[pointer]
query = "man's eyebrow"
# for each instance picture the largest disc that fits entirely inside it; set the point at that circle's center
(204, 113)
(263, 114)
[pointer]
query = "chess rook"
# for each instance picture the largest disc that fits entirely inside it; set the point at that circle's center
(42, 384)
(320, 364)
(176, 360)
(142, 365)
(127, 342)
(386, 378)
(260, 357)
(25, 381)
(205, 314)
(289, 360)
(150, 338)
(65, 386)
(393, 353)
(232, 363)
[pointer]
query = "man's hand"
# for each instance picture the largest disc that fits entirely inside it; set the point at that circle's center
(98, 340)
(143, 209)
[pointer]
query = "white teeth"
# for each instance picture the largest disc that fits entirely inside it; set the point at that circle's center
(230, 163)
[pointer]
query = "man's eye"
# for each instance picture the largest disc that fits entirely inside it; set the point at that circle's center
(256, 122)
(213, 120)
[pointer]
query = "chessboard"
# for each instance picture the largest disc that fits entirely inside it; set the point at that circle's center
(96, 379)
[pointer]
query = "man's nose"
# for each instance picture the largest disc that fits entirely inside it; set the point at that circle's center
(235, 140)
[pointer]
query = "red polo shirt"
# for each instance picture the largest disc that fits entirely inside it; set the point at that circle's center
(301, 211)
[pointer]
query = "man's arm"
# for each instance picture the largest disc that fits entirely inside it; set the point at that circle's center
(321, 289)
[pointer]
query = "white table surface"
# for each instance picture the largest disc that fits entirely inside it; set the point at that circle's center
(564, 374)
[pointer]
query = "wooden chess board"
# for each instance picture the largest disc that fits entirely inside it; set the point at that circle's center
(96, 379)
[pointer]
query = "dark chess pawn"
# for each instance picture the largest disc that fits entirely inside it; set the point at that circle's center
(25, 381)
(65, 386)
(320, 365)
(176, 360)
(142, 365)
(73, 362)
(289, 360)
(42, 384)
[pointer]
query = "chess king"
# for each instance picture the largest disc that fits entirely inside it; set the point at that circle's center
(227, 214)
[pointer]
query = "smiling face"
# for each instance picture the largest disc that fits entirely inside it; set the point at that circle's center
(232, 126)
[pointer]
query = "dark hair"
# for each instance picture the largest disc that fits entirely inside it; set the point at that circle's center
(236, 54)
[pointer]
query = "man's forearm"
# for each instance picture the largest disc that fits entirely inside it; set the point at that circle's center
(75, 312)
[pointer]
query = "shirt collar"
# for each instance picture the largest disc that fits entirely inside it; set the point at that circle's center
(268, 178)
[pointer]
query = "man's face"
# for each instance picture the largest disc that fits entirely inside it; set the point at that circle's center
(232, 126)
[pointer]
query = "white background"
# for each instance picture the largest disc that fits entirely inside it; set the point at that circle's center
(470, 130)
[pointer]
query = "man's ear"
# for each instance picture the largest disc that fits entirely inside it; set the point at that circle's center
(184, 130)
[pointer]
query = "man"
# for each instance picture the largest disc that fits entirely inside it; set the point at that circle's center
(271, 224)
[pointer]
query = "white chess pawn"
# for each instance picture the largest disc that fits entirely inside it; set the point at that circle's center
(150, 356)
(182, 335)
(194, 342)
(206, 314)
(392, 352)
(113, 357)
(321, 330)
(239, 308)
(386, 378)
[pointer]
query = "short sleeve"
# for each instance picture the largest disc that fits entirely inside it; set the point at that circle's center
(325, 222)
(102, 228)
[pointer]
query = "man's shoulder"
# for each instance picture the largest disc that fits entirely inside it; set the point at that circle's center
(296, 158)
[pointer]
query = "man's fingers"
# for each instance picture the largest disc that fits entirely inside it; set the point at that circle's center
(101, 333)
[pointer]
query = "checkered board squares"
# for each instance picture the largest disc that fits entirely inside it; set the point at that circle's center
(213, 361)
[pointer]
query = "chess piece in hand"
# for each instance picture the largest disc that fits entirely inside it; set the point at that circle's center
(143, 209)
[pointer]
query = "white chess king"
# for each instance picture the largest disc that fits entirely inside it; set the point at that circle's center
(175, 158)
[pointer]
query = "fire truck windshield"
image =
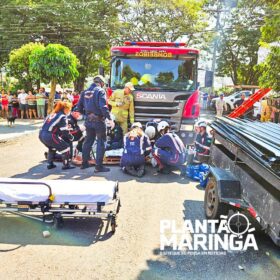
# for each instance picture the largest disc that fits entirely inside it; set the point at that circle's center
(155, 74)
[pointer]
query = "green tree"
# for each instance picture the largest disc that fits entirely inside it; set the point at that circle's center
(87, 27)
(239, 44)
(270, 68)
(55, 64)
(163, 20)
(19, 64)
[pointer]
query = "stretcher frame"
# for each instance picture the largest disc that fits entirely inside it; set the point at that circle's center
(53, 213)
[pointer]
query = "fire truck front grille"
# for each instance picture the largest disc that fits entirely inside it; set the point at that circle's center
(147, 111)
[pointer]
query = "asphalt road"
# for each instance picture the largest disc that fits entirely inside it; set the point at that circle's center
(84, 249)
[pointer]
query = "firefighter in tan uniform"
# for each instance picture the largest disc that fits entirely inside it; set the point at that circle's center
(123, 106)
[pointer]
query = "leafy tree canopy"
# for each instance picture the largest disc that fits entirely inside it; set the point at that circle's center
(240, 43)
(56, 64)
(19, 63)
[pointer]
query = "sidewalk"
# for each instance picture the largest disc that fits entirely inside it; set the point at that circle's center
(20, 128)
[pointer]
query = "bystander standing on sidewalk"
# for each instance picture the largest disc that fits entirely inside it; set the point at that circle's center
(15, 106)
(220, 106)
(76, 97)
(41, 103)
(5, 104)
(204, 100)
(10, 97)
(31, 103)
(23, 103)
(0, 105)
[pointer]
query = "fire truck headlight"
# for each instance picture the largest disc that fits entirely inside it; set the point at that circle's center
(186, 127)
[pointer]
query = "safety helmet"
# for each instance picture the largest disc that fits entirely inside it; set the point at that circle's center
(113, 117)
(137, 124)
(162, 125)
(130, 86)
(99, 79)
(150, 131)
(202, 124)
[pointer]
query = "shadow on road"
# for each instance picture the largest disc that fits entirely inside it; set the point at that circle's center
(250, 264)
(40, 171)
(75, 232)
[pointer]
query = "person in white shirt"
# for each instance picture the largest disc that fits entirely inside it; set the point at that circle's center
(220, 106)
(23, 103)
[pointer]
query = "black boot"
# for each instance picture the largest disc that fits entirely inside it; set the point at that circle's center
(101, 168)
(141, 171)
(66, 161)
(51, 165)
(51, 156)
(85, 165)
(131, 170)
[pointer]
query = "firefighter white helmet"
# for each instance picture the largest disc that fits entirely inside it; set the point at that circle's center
==================================================
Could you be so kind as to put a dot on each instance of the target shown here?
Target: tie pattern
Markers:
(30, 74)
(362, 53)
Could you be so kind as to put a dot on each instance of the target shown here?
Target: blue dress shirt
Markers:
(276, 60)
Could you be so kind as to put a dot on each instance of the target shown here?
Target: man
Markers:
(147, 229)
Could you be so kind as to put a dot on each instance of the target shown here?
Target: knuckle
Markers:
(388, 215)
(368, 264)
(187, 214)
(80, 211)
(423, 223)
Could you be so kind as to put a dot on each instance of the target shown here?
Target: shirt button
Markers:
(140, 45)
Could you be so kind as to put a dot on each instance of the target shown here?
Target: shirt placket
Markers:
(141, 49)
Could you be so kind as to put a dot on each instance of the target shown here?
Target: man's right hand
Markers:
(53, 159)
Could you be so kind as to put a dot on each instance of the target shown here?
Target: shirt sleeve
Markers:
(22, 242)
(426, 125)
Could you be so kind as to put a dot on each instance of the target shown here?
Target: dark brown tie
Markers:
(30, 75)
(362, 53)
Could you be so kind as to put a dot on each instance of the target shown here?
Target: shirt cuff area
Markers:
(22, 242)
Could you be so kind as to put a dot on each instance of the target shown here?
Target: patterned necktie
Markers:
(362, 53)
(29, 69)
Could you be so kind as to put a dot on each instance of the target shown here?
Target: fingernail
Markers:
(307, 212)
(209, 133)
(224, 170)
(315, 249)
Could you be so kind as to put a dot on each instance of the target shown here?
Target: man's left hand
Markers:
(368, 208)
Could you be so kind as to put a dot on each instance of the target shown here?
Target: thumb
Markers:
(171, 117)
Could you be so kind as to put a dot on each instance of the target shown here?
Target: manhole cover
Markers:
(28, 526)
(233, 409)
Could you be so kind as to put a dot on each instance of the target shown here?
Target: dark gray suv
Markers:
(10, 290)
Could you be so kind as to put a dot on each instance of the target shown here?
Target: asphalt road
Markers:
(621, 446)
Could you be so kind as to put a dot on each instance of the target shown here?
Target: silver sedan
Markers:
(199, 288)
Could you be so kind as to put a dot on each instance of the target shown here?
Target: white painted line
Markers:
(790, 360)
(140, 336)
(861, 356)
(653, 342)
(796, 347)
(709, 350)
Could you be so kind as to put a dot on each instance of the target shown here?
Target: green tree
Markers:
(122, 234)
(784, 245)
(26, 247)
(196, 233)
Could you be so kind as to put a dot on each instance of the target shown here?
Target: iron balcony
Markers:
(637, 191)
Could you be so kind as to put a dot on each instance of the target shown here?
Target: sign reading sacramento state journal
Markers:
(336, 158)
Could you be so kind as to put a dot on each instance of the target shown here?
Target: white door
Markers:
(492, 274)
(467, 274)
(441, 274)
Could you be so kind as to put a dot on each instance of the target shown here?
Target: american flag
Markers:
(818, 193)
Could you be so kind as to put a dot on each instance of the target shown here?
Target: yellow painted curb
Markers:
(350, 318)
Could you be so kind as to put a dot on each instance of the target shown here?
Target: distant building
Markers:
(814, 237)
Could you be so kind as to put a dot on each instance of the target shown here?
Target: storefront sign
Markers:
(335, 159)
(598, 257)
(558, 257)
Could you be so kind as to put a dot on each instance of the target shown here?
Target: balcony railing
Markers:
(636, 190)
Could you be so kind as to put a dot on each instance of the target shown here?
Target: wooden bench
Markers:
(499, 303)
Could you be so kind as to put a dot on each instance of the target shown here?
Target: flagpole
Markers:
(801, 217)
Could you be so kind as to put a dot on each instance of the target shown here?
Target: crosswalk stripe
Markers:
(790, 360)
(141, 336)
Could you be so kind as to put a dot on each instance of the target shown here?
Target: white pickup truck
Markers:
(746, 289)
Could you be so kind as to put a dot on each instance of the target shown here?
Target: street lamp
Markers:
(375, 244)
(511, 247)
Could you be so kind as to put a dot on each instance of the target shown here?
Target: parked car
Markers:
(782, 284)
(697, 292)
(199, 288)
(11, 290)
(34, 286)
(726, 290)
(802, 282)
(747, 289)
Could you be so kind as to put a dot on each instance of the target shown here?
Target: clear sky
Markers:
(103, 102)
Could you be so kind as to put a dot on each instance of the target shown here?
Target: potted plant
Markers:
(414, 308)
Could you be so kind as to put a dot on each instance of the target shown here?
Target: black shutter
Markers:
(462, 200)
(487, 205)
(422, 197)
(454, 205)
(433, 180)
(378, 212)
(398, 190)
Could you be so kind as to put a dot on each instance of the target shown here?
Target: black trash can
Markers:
==================================================
## What you need to do:
Find the lines above that contain the string "wooden" and answer with how many there are, nothing else.

## Answer area:
2